[[ Supplied records, beginning ]]

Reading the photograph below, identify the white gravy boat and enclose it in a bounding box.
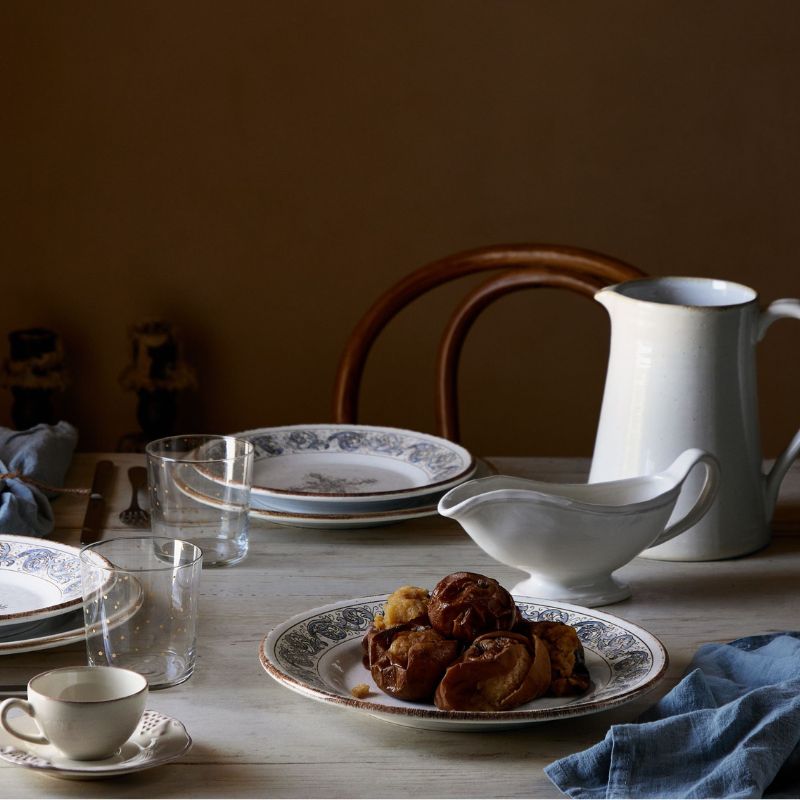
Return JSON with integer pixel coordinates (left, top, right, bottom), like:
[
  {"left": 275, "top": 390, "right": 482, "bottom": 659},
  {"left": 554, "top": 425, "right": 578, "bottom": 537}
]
[{"left": 437, "top": 448, "right": 719, "bottom": 607}]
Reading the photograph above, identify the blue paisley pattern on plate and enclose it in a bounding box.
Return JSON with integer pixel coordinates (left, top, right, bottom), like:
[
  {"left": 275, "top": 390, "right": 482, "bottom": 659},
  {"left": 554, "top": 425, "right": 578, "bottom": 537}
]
[
  {"left": 515, "top": 602, "right": 654, "bottom": 700},
  {"left": 247, "top": 428, "right": 467, "bottom": 481},
  {"left": 0, "top": 540, "right": 82, "bottom": 599},
  {"left": 274, "top": 599, "right": 657, "bottom": 699}
]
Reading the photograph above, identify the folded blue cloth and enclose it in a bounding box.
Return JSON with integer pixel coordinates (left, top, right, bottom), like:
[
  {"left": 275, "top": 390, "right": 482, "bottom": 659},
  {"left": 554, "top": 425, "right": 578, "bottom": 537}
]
[
  {"left": 545, "top": 632, "right": 800, "bottom": 799},
  {"left": 0, "top": 421, "right": 78, "bottom": 537}
]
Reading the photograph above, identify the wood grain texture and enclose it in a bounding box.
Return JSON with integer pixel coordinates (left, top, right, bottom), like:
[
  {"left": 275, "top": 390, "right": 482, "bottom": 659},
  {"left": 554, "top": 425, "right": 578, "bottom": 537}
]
[{"left": 1, "top": 453, "right": 798, "bottom": 797}]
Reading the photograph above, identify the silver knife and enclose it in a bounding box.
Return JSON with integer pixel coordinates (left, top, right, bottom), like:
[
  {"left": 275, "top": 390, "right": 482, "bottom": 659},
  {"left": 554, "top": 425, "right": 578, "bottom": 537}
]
[{"left": 80, "top": 460, "right": 114, "bottom": 546}]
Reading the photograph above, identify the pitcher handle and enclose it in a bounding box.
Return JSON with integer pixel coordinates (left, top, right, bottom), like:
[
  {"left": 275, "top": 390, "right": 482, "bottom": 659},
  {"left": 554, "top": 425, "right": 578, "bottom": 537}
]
[
  {"left": 758, "top": 298, "right": 800, "bottom": 518},
  {"left": 651, "top": 450, "right": 720, "bottom": 547}
]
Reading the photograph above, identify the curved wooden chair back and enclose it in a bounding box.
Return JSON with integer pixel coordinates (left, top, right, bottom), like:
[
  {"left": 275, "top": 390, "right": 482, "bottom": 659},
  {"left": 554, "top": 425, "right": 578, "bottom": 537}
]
[{"left": 333, "top": 243, "right": 646, "bottom": 442}]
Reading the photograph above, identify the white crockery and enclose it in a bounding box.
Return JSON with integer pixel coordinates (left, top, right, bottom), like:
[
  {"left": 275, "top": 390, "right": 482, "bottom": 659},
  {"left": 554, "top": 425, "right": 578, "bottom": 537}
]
[
  {"left": 0, "top": 666, "right": 147, "bottom": 761},
  {"left": 260, "top": 594, "right": 668, "bottom": 731},
  {"left": 0, "top": 536, "right": 85, "bottom": 627},
  {"left": 591, "top": 277, "right": 800, "bottom": 560},
  {"left": 230, "top": 424, "right": 476, "bottom": 512},
  {"left": 0, "top": 576, "right": 143, "bottom": 655},
  {"left": 0, "top": 710, "right": 191, "bottom": 780},
  {"left": 438, "top": 449, "right": 719, "bottom": 606}
]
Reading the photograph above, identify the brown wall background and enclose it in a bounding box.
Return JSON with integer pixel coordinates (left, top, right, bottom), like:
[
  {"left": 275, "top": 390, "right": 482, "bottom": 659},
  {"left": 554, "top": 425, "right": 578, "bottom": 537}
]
[{"left": 3, "top": 1, "right": 799, "bottom": 457}]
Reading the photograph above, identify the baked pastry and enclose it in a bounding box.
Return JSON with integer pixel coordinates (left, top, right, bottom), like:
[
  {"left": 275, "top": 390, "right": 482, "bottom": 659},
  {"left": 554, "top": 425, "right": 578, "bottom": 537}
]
[
  {"left": 434, "top": 631, "right": 551, "bottom": 711},
  {"left": 372, "top": 585, "right": 430, "bottom": 630},
  {"left": 428, "top": 572, "right": 517, "bottom": 642},
  {"left": 362, "top": 574, "right": 589, "bottom": 709},
  {"left": 523, "top": 619, "right": 590, "bottom": 696},
  {"left": 364, "top": 623, "right": 460, "bottom": 701}
]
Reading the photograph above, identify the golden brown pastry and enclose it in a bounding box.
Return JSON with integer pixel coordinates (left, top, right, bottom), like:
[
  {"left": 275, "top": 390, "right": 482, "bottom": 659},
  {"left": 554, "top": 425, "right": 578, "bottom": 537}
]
[
  {"left": 428, "top": 572, "right": 517, "bottom": 642},
  {"left": 364, "top": 623, "right": 460, "bottom": 702},
  {"left": 434, "top": 631, "right": 551, "bottom": 711},
  {"left": 526, "top": 620, "right": 591, "bottom": 697},
  {"left": 372, "top": 585, "right": 430, "bottom": 630}
]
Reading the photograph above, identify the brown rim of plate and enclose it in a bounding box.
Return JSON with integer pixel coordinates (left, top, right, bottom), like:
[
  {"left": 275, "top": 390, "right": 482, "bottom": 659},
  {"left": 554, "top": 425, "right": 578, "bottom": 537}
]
[
  {"left": 233, "top": 424, "right": 476, "bottom": 500},
  {"left": 0, "top": 578, "right": 143, "bottom": 654},
  {"left": 0, "top": 536, "right": 89, "bottom": 625},
  {"left": 257, "top": 595, "right": 670, "bottom": 724},
  {"left": 258, "top": 632, "right": 669, "bottom": 723}
]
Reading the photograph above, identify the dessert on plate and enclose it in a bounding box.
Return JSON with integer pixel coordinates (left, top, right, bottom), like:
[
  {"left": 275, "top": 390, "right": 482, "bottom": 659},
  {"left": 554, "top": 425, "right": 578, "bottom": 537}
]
[{"left": 360, "top": 571, "right": 590, "bottom": 711}]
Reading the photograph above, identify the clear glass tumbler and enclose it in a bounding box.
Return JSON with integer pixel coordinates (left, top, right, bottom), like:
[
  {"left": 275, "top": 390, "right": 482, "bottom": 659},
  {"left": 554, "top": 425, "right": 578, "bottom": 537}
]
[
  {"left": 146, "top": 434, "right": 254, "bottom": 567},
  {"left": 79, "top": 536, "right": 202, "bottom": 689}
]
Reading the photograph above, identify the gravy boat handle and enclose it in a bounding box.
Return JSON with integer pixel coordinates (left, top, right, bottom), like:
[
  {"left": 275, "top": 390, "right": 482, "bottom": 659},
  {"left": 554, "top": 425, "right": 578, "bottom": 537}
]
[{"left": 650, "top": 449, "right": 721, "bottom": 548}]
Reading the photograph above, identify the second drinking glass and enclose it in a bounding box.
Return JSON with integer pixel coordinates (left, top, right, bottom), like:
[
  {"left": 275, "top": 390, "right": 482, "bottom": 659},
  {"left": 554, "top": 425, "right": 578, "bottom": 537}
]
[{"left": 146, "top": 434, "right": 254, "bottom": 568}]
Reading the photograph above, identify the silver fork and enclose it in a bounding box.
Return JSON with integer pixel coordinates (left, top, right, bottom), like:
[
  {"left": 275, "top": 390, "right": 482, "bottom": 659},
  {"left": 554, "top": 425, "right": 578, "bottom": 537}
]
[{"left": 119, "top": 466, "right": 151, "bottom": 528}]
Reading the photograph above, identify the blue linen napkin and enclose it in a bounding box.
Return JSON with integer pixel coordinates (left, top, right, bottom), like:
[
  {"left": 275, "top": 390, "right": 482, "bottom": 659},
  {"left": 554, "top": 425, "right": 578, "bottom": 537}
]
[
  {"left": 545, "top": 632, "right": 800, "bottom": 799},
  {"left": 0, "top": 421, "right": 78, "bottom": 537}
]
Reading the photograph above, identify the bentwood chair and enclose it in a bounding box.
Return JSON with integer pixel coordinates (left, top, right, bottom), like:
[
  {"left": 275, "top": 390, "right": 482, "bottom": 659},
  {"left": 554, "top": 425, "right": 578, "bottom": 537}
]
[{"left": 333, "top": 243, "right": 646, "bottom": 443}]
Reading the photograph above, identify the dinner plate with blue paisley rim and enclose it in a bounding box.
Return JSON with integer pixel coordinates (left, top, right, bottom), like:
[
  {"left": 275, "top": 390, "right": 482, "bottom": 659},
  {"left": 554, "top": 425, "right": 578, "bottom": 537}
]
[
  {"left": 0, "top": 536, "right": 85, "bottom": 628},
  {"left": 0, "top": 576, "right": 143, "bottom": 655},
  {"left": 259, "top": 595, "right": 668, "bottom": 731},
  {"left": 228, "top": 425, "right": 476, "bottom": 514},
  {"left": 177, "top": 456, "right": 496, "bottom": 529}
]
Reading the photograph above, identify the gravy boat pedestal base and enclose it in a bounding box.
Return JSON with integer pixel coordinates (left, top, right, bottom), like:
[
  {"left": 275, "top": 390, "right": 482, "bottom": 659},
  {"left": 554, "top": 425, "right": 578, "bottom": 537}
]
[{"left": 510, "top": 573, "right": 631, "bottom": 608}]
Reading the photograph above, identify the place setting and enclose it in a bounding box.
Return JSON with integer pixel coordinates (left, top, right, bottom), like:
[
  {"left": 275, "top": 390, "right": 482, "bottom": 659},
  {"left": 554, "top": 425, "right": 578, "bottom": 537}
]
[
  {"left": 0, "top": 544, "right": 196, "bottom": 779},
  {"left": 177, "top": 423, "right": 487, "bottom": 529},
  {"left": 0, "top": 429, "right": 208, "bottom": 780},
  {"left": 0, "top": 534, "right": 142, "bottom": 657},
  {"left": 0, "top": 530, "right": 197, "bottom": 779}
]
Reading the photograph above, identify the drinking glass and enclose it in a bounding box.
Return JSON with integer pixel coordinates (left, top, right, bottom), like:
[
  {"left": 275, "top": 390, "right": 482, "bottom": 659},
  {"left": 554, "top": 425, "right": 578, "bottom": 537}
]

[[ Supplied records, end ]]

• What this task involves: Across the data above, how many lines include the word "paisley"? Give only the count.

• Problem solution: 2